__STORED RECORDS__.
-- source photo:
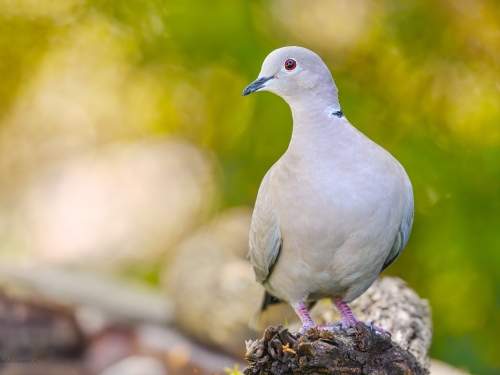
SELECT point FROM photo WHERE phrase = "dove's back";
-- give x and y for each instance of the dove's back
(329, 215)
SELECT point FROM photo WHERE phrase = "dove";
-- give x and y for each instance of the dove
(336, 209)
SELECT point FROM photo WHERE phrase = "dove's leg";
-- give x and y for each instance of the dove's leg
(307, 322)
(347, 317)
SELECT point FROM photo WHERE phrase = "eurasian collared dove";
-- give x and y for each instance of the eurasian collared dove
(336, 209)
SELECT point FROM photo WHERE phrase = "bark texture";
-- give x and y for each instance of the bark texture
(359, 350)
(389, 303)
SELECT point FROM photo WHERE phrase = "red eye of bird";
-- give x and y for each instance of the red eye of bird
(290, 64)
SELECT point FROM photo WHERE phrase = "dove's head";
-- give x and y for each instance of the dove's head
(295, 74)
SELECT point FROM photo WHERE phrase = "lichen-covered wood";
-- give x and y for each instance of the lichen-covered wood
(358, 350)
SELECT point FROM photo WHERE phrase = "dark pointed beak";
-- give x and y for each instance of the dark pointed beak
(256, 85)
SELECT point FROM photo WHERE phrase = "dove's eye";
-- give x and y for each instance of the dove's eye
(290, 64)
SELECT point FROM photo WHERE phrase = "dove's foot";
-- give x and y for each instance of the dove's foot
(306, 327)
(307, 322)
(348, 319)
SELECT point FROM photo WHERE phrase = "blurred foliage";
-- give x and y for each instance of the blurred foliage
(421, 78)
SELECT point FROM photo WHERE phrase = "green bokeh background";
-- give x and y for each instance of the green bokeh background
(421, 78)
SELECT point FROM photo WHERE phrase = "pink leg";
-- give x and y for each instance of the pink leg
(307, 322)
(347, 317)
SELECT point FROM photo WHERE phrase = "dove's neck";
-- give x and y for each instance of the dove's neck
(317, 122)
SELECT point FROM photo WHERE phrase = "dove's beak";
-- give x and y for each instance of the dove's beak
(256, 85)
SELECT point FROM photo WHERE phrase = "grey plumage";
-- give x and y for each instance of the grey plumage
(336, 209)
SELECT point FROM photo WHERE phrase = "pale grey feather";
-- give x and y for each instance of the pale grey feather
(265, 237)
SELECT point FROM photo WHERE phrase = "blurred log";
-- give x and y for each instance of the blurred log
(360, 350)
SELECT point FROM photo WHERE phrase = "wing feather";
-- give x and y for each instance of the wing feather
(402, 236)
(265, 237)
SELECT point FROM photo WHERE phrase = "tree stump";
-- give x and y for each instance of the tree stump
(359, 350)
(390, 303)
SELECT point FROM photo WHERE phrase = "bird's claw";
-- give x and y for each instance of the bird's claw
(306, 327)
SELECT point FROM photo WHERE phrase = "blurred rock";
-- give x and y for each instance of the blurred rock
(122, 203)
(136, 365)
(33, 327)
(213, 286)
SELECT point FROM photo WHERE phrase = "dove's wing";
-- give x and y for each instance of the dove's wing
(265, 237)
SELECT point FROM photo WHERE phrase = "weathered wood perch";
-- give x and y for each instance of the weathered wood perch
(360, 350)
(389, 303)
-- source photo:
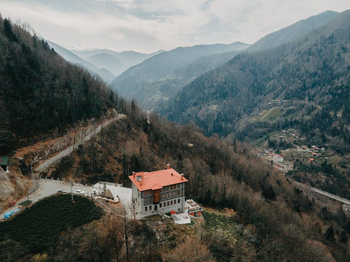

__WHAT THIS TASK INVOLVES__.
Pull out every line from the items above that contains the word "pointed", and copy each one unchanged.

__WORKED ANSWER__.
SELECT point FROM photo WHERE phrase = "dark pointed beak";
-- give x and y for each instance of the dark pointed beak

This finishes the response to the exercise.